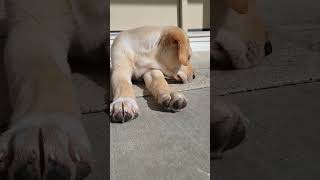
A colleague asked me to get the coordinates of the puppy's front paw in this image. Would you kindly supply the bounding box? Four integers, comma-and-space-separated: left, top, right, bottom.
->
0, 113, 92, 180
110, 97, 140, 123
158, 92, 187, 112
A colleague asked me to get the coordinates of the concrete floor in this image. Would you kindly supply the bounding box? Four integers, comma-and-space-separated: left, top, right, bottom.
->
80, 68, 210, 179
81, 113, 110, 180
212, 82, 320, 180
110, 87, 210, 180
0, 40, 210, 179
80, 69, 210, 180
2, 0, 320, 179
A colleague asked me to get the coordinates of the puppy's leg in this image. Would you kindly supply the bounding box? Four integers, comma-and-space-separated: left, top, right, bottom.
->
0, 28, 92, 179
143, 69, 187, 112
110, 65, 139, 123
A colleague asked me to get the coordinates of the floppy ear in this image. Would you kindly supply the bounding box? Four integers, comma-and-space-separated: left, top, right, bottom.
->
227, 0, 249, 14
161, 27, 189, 66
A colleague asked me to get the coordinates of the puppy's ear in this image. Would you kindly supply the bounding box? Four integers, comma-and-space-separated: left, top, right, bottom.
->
227, 0, 248, 14
161, 27, 189, 66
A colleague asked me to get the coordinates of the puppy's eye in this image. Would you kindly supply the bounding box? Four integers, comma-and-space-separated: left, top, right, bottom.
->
188, 55, 191, 61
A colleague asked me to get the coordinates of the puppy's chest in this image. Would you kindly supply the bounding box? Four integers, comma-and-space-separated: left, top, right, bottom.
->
131, 55, 160, 79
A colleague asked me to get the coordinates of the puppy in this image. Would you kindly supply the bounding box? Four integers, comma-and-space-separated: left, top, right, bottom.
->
110, 26, 194, 123
0, 0, 107, 179
212, 0, 272, 69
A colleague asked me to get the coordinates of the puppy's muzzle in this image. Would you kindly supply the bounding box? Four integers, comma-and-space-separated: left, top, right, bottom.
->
174, 71, 194, 84
264, 40, 272, 56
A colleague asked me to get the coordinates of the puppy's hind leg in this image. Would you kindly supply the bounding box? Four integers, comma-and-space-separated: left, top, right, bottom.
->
143, 69, 187, 112
110, 64, 139, 123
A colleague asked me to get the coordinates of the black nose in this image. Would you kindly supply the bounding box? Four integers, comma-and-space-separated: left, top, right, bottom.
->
264, 40, 272, 56
193, 74, 196, 79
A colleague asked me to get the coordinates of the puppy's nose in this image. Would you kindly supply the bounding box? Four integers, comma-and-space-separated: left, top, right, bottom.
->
264, 40, 272, 56
193, 74, 196, 79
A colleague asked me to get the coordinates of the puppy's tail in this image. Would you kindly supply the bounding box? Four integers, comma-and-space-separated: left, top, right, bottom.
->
159, 27, 189, 66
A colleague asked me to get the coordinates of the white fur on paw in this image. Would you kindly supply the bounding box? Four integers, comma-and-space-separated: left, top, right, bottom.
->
110, 97, 140, 123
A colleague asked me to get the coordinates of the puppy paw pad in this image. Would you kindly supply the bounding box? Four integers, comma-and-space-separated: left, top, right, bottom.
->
110, 97, 140, 123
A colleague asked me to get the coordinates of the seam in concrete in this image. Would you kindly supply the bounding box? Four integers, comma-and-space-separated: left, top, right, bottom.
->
81, 105, 107, 115
216, 78, 320, 96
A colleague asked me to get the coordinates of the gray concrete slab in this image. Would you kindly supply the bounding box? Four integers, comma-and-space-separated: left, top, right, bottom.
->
212, 82, 320, 180
111, 88, 210, 180
256, 0, 320, 27
81, 113, 109, 180
1, 42, 210, 180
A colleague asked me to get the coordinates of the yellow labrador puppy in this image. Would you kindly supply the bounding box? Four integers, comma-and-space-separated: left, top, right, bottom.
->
212, 0, 272, 69
0, 0, 107, 179
110, 26, 194, 123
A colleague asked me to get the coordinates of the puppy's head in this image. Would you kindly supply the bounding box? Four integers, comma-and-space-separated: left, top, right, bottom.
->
212, 0, 272, 69
157, 26, 194, 83
173, 63, 195, 84
234, 0, 272, 57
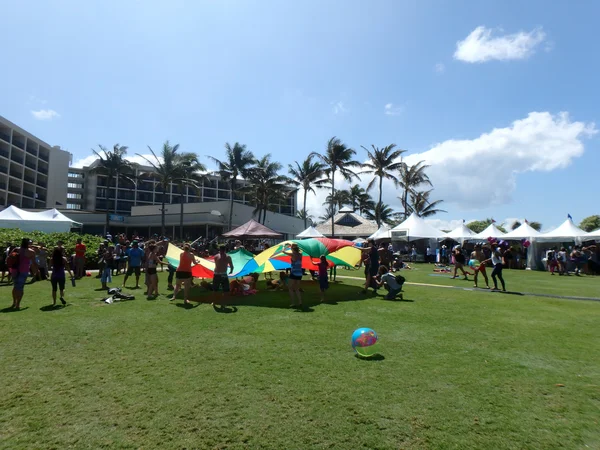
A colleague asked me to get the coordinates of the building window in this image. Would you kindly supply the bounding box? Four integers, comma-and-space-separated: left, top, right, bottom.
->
66, 203, 82, 210
68, 182, 83, 189
68, 172, 83, 178
67, 193, 83, 199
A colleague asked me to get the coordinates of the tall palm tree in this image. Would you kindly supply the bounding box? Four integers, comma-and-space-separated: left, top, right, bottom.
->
347, 184, 367, 212
137, 141, 197, 237
288, 155, 325, 229
174, 153, 206, 240
325, 190, 351, 210
398, 160, 431, 219
364, 203, 395, 226
357, 192, 376, 217
318, 205, 337, 224
90, 144, 136, 235
361, 144, 405, 226
529, 221, 542, 232
209, 142, 255, 231
296, 208, 314, 226
310, 137, 361, 237
408, 189, 446, 217
243, 154, 290, 224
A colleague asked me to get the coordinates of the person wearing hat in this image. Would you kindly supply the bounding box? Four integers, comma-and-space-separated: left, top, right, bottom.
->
123, 240, 144, 288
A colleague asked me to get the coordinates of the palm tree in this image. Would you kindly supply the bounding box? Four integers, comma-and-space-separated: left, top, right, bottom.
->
318, 205, 337, 224
137, 141, 198, 237
364, 203, 395, 226
243, 154, 291, 224
325, 190, 351, 210
529, 221, 542, 231
357, 192, 376, 217
408, 189, 446, 217
174, 153, 206, 240
361, 144, 405, 226
209, 142, 255, 231
288, 155, 325, 229
296, 208, 313, 226
398, 160, 431, 219
89, 144, 136, 235
310, 137, 361, 237
511, 221, 522, 230
347, 184, 367, 212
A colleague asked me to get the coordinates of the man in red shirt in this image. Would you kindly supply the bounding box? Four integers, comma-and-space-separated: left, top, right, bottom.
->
74, 238, 86, 279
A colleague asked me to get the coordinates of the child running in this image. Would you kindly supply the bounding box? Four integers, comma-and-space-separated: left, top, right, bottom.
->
470, 243, 490, 289
317, 255, 329, 302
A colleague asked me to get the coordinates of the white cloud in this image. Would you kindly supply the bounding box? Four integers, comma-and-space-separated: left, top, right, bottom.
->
72, 153, 164, 169
304, 111, 595, 221
434, 63, 446, 74
31, 109, 60, 120
331, 101, 347, 115
384, 103, 403, 116
454, 26, 546, 63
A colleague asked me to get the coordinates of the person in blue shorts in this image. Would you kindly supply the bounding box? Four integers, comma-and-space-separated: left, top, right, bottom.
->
122, 240, 144, 288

▶ _What you will do_: Print out the whole listing word for word. Leave the pictures out.

▶ _Task solution_:
A colleague asked me to get the coordinates of the puppy's front paw in this image. Would you kindly supply the bounding box? Four integers, comma-and-space-separated: left, top, right, bottom.
->
0, 113, 92, 180
110, 97, 140, 123
158, 92, 187, 112
A colleague asked me to get the coordinates of the concrete floor in this image. Would you kindly supply the bounding box? Four integers, comma-and-space-separated: left, top, right, bottom.
->
80, 68, 210, 179
81, 113, 110, 180
212, 82, 320, 180
110, 87, 210, 180
0, 40, 210, 179
80, 69, 210, 180
2, 0, 320, 179
A colleague asked me to get the coordinates of the puppy's leg in this image. Would you kindly supply the bounding box? Four integers, comma-and-space-separated: left, top, right, bottom.
->
0, 28, 92, 179
143, 69, 187, 112
110, 65, 139, 123
A colleague asked me to get the coordinates of the floppy ear in this image. Would you kindly supply the bounding box? Four integers, comma-and-space-separated: left, top, right, bottom.
->
227, 0, 249, 14
161, 27, 189, 66
A colleague asked me to get the coordinates of the puppy's ear in this image. Would you kindly supply the bounding box? Four integers, comma-and-space-separated: left, top, right, bottom.
->
227, 0, 248, 14
161, 27, 189, 66
A colleague asked me to get the coordinates of the puppy's eye in this image. Would you kindly supply the bounding box? Four integers, comma-and-space-separated: left, top, right, bottom.
->
188, 55, 191, 61
A colleague asked me to get the coordinates of the puppy's chest in this image. Would you kindly supply the bounding box? Four integers, comma-and-space-separated: left, top, right, bottom.
->
131, 55, 160, 79
A colleague asked me to get the coordinates of the puppy in this image. Would you kindly supply the bounding box? Four integers, comma-and-space-separated: left, top, right, bottom.
->
110, 26, 194, 123
0, 0, 107, 179
212, 0, 272, 69
A colleague asked me to get the coordinates of the puppy's muzzle in this image. Would you kindly supply the bounding box? Four integers, comma-and-space-separated: left, top, right, bottom.
->
174, 71, 194, 84
264, 40, 272, 56
A colleague asked me to get the coordinates of the puppy's hind leg in this image. Would you kindly supply the bounding box? Four integers, comma-and-space-separated: left, top, right, bottom.
->
143, 69, 187, 112
110, 64, 139, 123
A colleague asked me to get the coordinates of the black nose in this image. Would you kindly supply the bounding box? Four integers, comma-and-space-separated: left, top, right, bottom.
->
264, 40, 272, 56
193, 74, 196, 79
A colleague asked me to get the coordinates of the puppy's nose in this image. Would you kindly supply the bounding box? Four integers, comma-and-space-separated: left, top, right, bottom.
->
264, 40, 272, 56
193, 74, 196, 79
A colleague asked me to get the coordinates of the puppy's tail in this image. Would you kindly supply the bounding box? Four integers, comma-and-space-separated: left, top, right, bottom.
->
159, 27, 189, 66
A colleague asked me to get the coordinates of the white fur on paw in this image. Would you kindly supply the bounding box? Four integers, comma-and-space-separated: left, top, right, bottom.
->
110, 97, 140, 123
A colleague asked me to get the coordinates of the puppy paw pad in this image. Would you kindly supply the bounding box? Four integers, comma-and-space-separated: left, top, right, bottom.
->
110, 97, 140, 123
A colleague asked me to get the coordinates of the seam in concrete in this image. Would you kindly supply the bounding box? Four integers, comma-and-space-separated: left, top, right, bottom.
->
81, 105, 107, 115
216, 78, 320, 96
A colleague asked me to get the coordinates of the gray concrete slab in this image. Would you kindly supply the bounding box? Four integers, comma-and-space-separated: left, top, right, bottom.
->
212, 82, 320, 180
111, 88, 210, 180
256, 0, 320, 27
81, 113, 109, 180
1, 42, 210, 180
A colleague asked me to get the coordinates of the yellow labrador puppy in this image. Would you kindly supply the bounding box? Four integers, comma-and-space-separated: left, top, right, bottom.
->
212, 0, 272, 69
0, 0, 107, 179
110, 26, 194, 123
A colleague asked me to get the coordinates of the puppy's head in this image. Would you kindly supply the bounding box? Four integers, comma-and-space-separated: left, top, right, bottom.
->
212, 0, 272, 69
157, 26, 194, 83
173, 63, 195, 84
234, 0, 272, 57
A colleague asked me to get the coordinates of the building window in this image. Would you kindly supply the bounding box? Four integers, comma-and-space-separated: left, top, right, bottom.
->
66, 203, 82, 210
68, 182, 83, 189
68, 172, 83, 178
67, 193, 83, 199
A colleague asked me to get the coordinates of the tall palm tree in this image. Would you kindly supply the bounding box? Four integers, comma-and-space-separated: left, top, right, bottom.
->
347, 184, 367, 212
137, 141, 197, 237
288, 155, 325, 229
174, 153, 206, 240
325, 190, 351, 210
398, 160, 431, 219
364, 203, 395, 226
357, 192, 376, 217
318, 205, 337, 224
90, 144, 136, 235
361, 144, 405, 226
529, 221, 542, 232
209, 142, 255, 231
296, 208, 314, 226
310, 137, 361, 237
408, 189, 446, 217
243, 154, 290, 224
A colleague asked me to get the coordinates of the person wearing hat in this image. Would you kindly supply the bounding box? Four integers, comma-and-space-separated: left, top, right, bottom.
->
123, 240, 144, 288
A colleague asked me to get the coordinates of the palm tree in this image. Would you kindly supply the bounding box? Four integers, comma-and-space-separated: left, top, right, bottom.
->
318, 205, 337, 224
137, 141, 198, 237
364, 203, 395, 226
243, 154, 291, 224
325, 190, 351, 210
529, 221, 542, 231
357, 192, 376, 217
408, 189, 446, 217
174, 153, 206, 240
361, 144, 405, 226
209, 142, 255, 231
288, 155, 325, 229
296, 208, 313, 226
398, 160, 431, 219
89, 144, 136, 235
310, 137, 361, 237
511, 221, 522, 230
347, 184, 367, 212
A colleague asked me to get the coordinates of the man in red shirt in this image. Would you kindly supply the bounding box? Four integers, comma-and-space-separated: left, top, right, bottom.
->
74, 238, 86, 279
A colleague asked me to get the coordinates of the child running in this image. Would you kindly supply the bounding box? Four integers, comma-and-space-separated: left, top, right, bottom.
->
470, 243, 490, 289
317, 255, 329, 302
A colleague asked me to get the coordinates of the white cloud in this image. Would you kindly supply the bounding box? Four integers, comma-and-space-separated: left, top, right, bottom.
->
72, 153, 164, 169
304, 111, 595, 221
434, 63, 446, 74
31, 109, 60, 120
331, 101, 347, 115
384, 103, 403, 116
454, 26, 546, 63
A colleague asked me to get the coordinates of the person in blue shorts in this image. Would you kindly supply the bounding box? Four integers, comma-and-space-separated: left, top, right, bottom.
->
122, 240, 144, 288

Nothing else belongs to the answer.